--- Quoted passage ---

# Meat from down/diseased cows?



## Grandiose (Apr 2, 2011)

Was recently made aware of a meat source. They sell ground and chunk beef for prices cheaper than I can generally find chicken quarters at. They also have horse meat, at prices comparable to my regular chicken and turkey prices.
As I was all ready to send in an order and stock up on some red meat for the dogs, I was informed that their meat comes from 4D graded animals (down/dead/diseased/dying - not fit for human consumption). My mind immediately says "NO WAY!"...can't feed that to my "kids".
I prepare their dinner on the same surface I prepare mine (not at the same time, and I sanitize my counters regularly). They say each piece is hand-inspected prior to being packaged as animal food.

Apparently, the "big cat" (lions, tigers, mountain lions, etc) places use this meat to feed their cats, and quite a few pet people do too to feed their dogs and cats.

Would you feed it? What are the pros/cons of feeding 4D meat to the dogs? 

I can't help but think that in the wild, often wolves will scavenge on rotting carcasses left by other animals. And often the animal they catch and kill are the weaker links (sick/old/injured/dying) in the wild.....

But I just can't wrap my mind around it....

---

▸ **Problems to work on**:
A) Rewrite everything in the forum thread from "I can't help" down to "in the wild.....", swapping "wolves" for "coyotes".
B) Decide whether each statement agrees with the forum thread, answering yes or no and quoting the words that settle it: (i) The seller claims each piece is hand-inspected before it is packaged as animal food. (ii) The horse meat sells for less than the chicken quarters the poster usually finds. (iii) The poster prepares the dogs' dinner at the same time as their own.
The data after this point is separate material with no connection to the forum thread.

--- Dataset ---

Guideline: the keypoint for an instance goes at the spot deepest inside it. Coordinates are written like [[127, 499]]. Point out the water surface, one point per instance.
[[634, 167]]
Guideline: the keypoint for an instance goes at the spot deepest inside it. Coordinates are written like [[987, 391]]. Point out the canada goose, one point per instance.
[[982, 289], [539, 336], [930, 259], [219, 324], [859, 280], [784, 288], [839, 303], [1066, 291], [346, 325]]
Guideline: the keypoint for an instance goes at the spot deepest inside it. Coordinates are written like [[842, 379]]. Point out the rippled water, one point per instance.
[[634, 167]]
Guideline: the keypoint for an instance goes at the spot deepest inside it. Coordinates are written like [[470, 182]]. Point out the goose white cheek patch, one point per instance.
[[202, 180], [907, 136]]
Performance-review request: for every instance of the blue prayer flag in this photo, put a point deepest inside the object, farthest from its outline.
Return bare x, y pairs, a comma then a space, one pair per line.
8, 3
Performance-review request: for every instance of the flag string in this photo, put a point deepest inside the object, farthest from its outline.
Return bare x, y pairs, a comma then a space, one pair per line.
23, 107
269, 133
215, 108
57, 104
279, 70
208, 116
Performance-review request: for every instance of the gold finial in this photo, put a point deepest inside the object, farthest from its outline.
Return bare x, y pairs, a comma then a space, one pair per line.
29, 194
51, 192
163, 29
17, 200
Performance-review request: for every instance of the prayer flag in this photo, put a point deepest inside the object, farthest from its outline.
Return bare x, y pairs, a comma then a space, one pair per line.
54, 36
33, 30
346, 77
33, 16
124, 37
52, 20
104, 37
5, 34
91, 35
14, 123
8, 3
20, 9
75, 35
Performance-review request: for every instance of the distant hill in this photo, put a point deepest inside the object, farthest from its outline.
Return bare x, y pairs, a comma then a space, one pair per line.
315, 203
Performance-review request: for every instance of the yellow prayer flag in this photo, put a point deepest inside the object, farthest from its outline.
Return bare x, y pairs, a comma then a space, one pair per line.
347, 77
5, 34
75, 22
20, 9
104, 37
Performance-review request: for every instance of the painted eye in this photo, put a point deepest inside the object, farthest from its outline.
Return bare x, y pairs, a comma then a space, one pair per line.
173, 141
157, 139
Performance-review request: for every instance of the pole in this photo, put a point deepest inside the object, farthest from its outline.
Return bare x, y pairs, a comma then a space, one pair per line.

---

▸ **Answers to each task**:
A)
I can't help but think that in the wild, often coyotes will scavenge on rotting carcasses left by other animals. And often the animal they catch and kill are the weaker links (sick/old/injured/dying) in the wild.....

B)
(i) Yes: "They say each piece is hand-inspected prior to being packaged as animal food."
(ii) No: "They also have horse meat, at prices comparable to my regular chicken and turkey prices."
(iii) No: "not at the same time"